[Records from a data source]
★ ★ ★ ★ ★
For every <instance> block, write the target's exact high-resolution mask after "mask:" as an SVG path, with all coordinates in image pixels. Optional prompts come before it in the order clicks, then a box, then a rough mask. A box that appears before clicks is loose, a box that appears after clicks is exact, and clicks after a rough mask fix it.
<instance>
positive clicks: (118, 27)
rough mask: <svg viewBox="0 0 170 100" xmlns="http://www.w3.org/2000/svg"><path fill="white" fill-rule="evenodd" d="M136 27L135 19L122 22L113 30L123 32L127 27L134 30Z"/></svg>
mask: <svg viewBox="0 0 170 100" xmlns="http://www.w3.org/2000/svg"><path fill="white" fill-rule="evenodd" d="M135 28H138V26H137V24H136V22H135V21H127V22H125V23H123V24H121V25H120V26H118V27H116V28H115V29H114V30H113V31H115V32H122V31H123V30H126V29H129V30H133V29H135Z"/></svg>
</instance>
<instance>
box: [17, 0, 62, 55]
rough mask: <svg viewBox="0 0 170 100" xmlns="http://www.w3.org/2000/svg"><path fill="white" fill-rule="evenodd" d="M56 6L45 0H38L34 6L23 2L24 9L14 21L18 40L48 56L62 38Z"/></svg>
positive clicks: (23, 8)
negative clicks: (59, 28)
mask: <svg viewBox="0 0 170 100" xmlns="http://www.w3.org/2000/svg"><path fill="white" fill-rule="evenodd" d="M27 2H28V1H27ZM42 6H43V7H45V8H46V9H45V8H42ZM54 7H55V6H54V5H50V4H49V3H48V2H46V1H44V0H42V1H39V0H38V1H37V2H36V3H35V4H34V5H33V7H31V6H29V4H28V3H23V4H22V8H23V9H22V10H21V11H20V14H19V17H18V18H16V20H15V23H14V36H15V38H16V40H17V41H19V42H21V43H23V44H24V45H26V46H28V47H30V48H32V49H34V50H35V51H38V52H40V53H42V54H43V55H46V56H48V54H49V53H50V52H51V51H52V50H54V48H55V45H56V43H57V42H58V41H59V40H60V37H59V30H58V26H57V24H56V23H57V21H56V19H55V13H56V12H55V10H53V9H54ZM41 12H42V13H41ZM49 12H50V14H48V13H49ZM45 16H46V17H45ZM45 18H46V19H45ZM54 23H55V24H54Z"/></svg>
★ ★ ★ ★ ★
Required work.
From the records given above, copy all lines containing "instance".

Response below.
For every <instance> block, write the target's exact high-resolution mask after "mask:" as an SVG path, with all coordinates in image pixels. Optional prompts come before it in the order clicks, then a box, then a rough mask. A box that appears before clicks is loose, a box that appears after clicks is exact, and clicks after a rough mask fix it.
<instance>
</instance>
<instance>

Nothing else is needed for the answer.